» CHALLENGES
1. List every team named under the senior career heading in the soccer player profile below.
2. From the records below, collect every line that contains the string "left". Case counts.

» SOURCE DOCUMENT
|---|

Eric Eichmann

Personal information
- Date of birth: May 7, 1965 (age 61)
- Place of birth: Margate, Florida, United States
- Height: 5 ft 10 in (1.78 m)
- Position: Forward

Youth career
- 1983–1987: Clemson

Senior career*
- Years: Team / Apps / (Gls)
- 1986: Atlanta Datagraphic
- 1987–1988: Werder Bremen II
- 1988–1992: Fort Lauderdale Strikers
- 1992: Wichita Wings (indoor) / 23 / (27)
- 1994: Washington Warthogs (indoor) / 27 / (19)
- 1994–1995: St. Louis Ambush (indoor) / 19 / (12)
- 1996: Kansas City Wizards / 15 / (0)

International career
- 1986–1993: United States / 29 / (4)

Managerial career
- 2000–2002: Miami Fusion (assistant)

Medal record
Representing United States
| Runner-up | CONCACAF Championship | 1989 |
Men's Soccer

= Eric Eichmann =

American soccer player

Eric Eichmann (born May 7, 1965) is an American former soccer player. He played professionally in Germany and the United States and later served as an assistant coach with the Miami Fusion of Major League Soccer. He also earned 29 caps and scored four goals, for the United States national soccer team.

|---|

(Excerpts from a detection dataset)

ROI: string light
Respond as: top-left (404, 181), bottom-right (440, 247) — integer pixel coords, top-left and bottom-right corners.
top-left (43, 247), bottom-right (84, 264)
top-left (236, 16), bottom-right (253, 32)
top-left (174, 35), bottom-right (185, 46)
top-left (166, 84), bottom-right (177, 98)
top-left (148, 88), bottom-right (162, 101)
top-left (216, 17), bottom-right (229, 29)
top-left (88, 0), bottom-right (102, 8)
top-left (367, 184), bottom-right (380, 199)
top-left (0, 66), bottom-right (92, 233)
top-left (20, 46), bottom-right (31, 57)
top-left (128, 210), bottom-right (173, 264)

|---|

» TASK SOLUTIONS
1.
- Atlanta Datagraphic
- Werder Bremen II
- Fort Lauderdale Strikers
- Wichita Wings
- Washington Warthogs
- St. Louis Ambush
- Kansas City Wizards

2.
Respond as: top-left (404, 181), bottom-right (440, 247) — integer pixel coords, top-left and bottom-right corners.
top-left (43, 247), bottom-right (84, 264)
top-left (236, 16), bottom-right (253, 32)
top-left (174, 35), bottom-right (185, 46)
top-left (166, 84), bottom-right (177, 98)
top-left (148, 88), bottom-right (162, 101)
top-left (216, 17), bottom-right (229, 29)
top-left (88, 0), bottom-right (102, 8)
top-left (367, 184), bottom-right (380, 199)
top-left (0, 66), bottom-right (92, 233)
top-left (20, 46), bottom-right (31, 57)
top-left (128, 210), bottom-right (173, 264)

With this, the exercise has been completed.